◆ Exercise objective: Present the lines starting at the one containing "like [75, 734]." and ending at the one containing "[1041, 518]", both included, as a Markdown table with the columns Row and Line, leaving out any blank lines.

◆ Record set:
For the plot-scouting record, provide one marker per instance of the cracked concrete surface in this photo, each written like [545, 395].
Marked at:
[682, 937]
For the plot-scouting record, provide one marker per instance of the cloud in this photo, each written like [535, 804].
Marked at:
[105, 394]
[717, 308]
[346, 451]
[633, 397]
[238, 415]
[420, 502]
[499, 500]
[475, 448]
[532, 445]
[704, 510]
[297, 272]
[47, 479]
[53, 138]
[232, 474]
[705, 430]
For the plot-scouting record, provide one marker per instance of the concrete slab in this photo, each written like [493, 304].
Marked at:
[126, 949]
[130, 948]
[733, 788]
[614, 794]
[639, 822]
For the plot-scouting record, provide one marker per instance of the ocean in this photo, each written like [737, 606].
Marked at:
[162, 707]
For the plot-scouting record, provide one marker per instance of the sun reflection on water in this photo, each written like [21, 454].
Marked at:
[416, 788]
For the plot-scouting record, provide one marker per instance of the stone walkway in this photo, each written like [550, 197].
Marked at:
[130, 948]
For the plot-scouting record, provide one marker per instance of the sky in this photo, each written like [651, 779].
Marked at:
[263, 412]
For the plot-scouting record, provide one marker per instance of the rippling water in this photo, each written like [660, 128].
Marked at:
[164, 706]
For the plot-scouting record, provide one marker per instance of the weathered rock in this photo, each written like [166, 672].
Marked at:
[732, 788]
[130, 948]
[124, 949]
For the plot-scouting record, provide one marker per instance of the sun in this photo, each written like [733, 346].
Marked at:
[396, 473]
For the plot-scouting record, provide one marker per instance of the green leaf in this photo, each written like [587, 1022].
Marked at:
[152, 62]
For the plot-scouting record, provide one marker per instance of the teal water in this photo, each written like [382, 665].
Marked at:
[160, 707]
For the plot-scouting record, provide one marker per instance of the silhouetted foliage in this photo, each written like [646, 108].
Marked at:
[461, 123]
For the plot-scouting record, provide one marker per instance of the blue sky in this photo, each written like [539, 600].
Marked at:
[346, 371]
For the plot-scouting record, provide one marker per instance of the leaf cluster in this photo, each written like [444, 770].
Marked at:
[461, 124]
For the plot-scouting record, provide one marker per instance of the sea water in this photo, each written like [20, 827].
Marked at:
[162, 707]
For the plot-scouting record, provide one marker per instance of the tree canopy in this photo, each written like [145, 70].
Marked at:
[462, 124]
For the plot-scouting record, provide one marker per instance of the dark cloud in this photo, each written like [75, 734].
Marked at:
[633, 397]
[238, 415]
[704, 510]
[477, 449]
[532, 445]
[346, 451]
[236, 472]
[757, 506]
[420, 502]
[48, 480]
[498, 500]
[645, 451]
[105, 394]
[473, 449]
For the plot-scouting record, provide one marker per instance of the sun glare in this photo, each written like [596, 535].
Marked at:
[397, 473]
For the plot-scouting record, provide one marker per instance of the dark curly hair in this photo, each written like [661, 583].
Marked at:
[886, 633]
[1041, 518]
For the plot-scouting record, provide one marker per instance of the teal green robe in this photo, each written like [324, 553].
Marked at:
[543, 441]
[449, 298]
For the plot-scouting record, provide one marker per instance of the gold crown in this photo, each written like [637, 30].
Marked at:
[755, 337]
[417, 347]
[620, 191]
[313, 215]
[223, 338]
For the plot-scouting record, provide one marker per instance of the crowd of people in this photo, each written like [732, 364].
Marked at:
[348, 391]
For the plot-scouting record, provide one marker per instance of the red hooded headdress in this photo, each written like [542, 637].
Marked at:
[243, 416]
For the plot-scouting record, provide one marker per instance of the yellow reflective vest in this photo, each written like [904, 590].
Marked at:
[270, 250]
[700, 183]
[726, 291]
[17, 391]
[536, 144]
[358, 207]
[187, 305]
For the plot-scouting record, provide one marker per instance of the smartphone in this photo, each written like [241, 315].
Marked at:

◆ Result for this task:
| Row | Line |
|---|---|
| 1 | For the plot-scouting record, provide one marker per instance of the dark cloud in this photo, each written like [75, 734]. |
| 2 | Marked at: |
| 3 | [633, 397] |
| 4 | [238, 415] |
| 5 | [704, 510] |
| 6 | [477, 449] |
| 7 | [532, 445] |
| 8 | [346, 451] |
| 9 | [236, 472] |
| 10 | [757, 506] |
| 11 | [420, 502] |
| 12 | [48, 480] |
| 13 | [498, 500] |
| 14 | [645, 451] |
| 15 | [105, 394] |
| 16 | [473, 449] |
| 17 | For the plot-scouting record, provide one marker per instance of the sun glare in this photo, each written like [596, 535]. |
| 18 | Marked at: |
| 19 | [397, 473] |
| 20 | For the plot-scouting record, provide one marker per instance of the dark curly hair in this photo, each written like [661, 583]. |
| 21 | Marked at: |
| 22 | [886, 633] |
| 23 | [1041, 518] |